* **Excerpted text**
======

Financial Capability and Financial Literacy among Working Women: New Insights

Research Report
Insights Report

Improvements in the overall economy between 2012 and 2015 have enhanced working women's short-term financial position. But their long-term financial status and levels of financial knowledge have changed very little.


Women today contribute more to the U.S. economy than ever before. Yet compared to men, they still face steep financial challenges. This study's authors examined data from two national studies to assess how working women's financial knowledge and behaviors have changed over time and in comparison to men. Their research incorporates short- and long-term measures of financial capability for working women overall as well as various demographic subgroups.

Key Insights

  • While the percentage has decreased since 2012, 33% of working women still can’t meet an unexpected $2,000 expense within 30 days.
  • Working women who retire early, have children, or are widowed, divorced, or separated all show signs of short-term financial distress.

======

* **Work instructions**
Give back the whole working-women finances report word for word.

* **Available data**
======

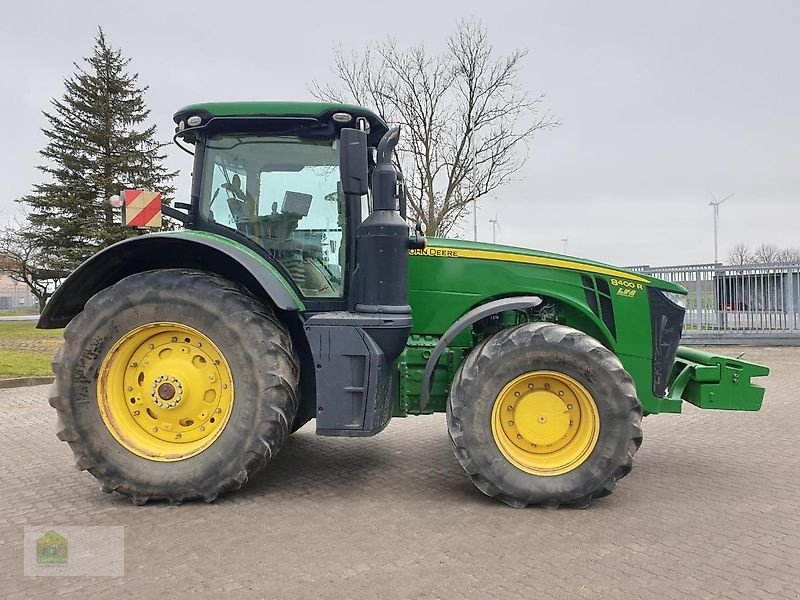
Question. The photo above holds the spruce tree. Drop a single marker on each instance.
(98, 143)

======

* **Worked answer**
Financial Capability and Financial Literacy among Working Women: New Insights

Research Report
Insights Report

Improvements in the overall economy between 2012 and 2015 have enhanced working women's short-term financial position. But their long-term financial status and levels of financial knowledge have changed very little.


Women today contribute more to the U.S. economy than ever before. Yet compared to men, they still face steep financial challenges. This study's authors examined data from two national studies to assess how working women's financial knowledge and behaviors have changed over time and in comparison to men. Their research incorporates short- and long-term measures of financial capability for working women overall as well as various demographic subgroups.

Key Insights

  • While the percentage has decreased since 2012, 33% of working women still can’t meet an unexpected $2,000 expense within 30 days.
  • Working women who retire early, have children, or are widowed, divorced, or separated all show signs of short-term financial distress.